Mesajı Okuyun
Old 21-01-2003, 00:53   #2
aytenagirdemir

 
Varsayılan

Sayın Levent Öge,

Ya bu sitede forum alanında yazdıklarınızı unuttunuz ya da konuyu yeniden gündeme getirmek için yeni bir şey duymuş gibi yaparak, bir kez daha insanları karalamak fırsatı yaratıyorsunuz kendinize. Bu davranışı meslek etiğine uygun bulmadığım gibi muhalif olma etiğine de uygun bir davranış olarak görmüyorum.

THS forum alanında, sayın Hykayar'nı legal casusluk ve benim Yücel Sayman'a destek yazılarımı hatırlayınız lütfen. Hatta Yücel Sayman'a destek yazımda bu konuyu gündeme getirmiştim ve siz de bu forum alanında Yücel Sayman'ı flu bir biçimde eleştirerek (soyut ifadelerle) tartışmaya katılmıştınız.

*Kayıtlı Veriler:*

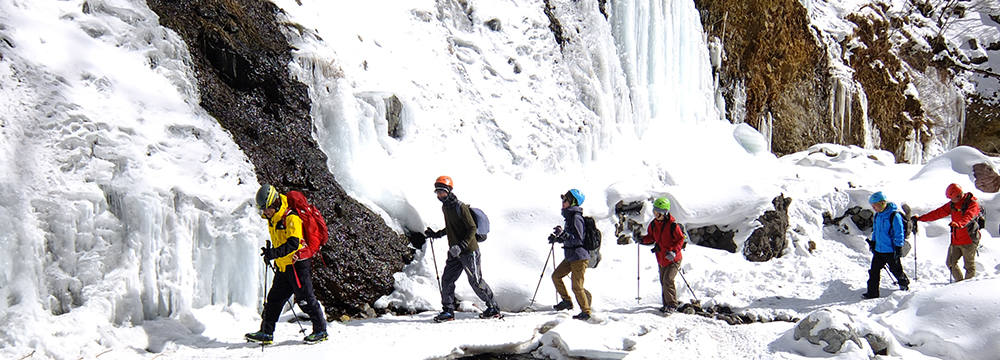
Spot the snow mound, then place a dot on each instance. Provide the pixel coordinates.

*Görevler:*
a - Forum iletisine göre aşağıdaki soruları yanıtlayın:
(i) İleti hangi tarih ve saatte gönderilmiş?
(ii) Yazar, muhatabının davranışını hangi iki etiğe uygun bulmadığını belirtiyor?
(iii) Yazar, Yücel Sayman'a destek yazılarının hangi forum alanında yer aldığını söylüyor?
b - Forum iletisinin devamını, son cümleden sonrasını yazın.

*Sıralı Çıktılar:*
a -
(i) 21-01-2003, saat 00:53.
(ii) Meslek etiği ve muhalif olma etiği.
(iii) THS forum alanında.

b -
Hablemitoğlu' nun öldürülmesinden çok önce, Alman vakıfları yöneticileri, Bergama Köylüleri, avukat Senih Özay ve Yücel Sayman hakkında aynı dava ile Ankara 1 No.lu DGM'de tarihe geçecek bir iddianamede yer alan legal casusluk iddiasi ile dava açılmıştı. Davadan haberdar olmamanız için bu ülkede yaşamıyor ya da hiç gazete okumuyor olmanız gerekiyor.

Bu davada sadece İstanbul Barosu Başkanı değil, siyanürle altın aramaya karşı mücadele veren Bergamalı Köylüler ile avukatı Senih Özay ve Alman Vakıfları yöneticileri bu yardımları almak/vermek iddiasıyla yargılanıyorlar.

İstanbul Barosu Kadın Hakları Uygulama Merkezi'nde görevli bir avukatım. Alman Vakıflarından birinin sponsorluğu ile, Uluslararası Hukukta Kadına Yönelik Cinsel Şiddete Karşılaştırmalı Hukukun Yaklaşımı isimli bir sempozyum yaptık. İşte o parasal yardımlar bütün meslektaşlarımızın katılımına açık sempozyumlara ( diğer merkezlerin yaptığı sempozyumların isimlerini tam olarak aktaramayacağım) gitti, eski baro yönetiminin cebine değil!!!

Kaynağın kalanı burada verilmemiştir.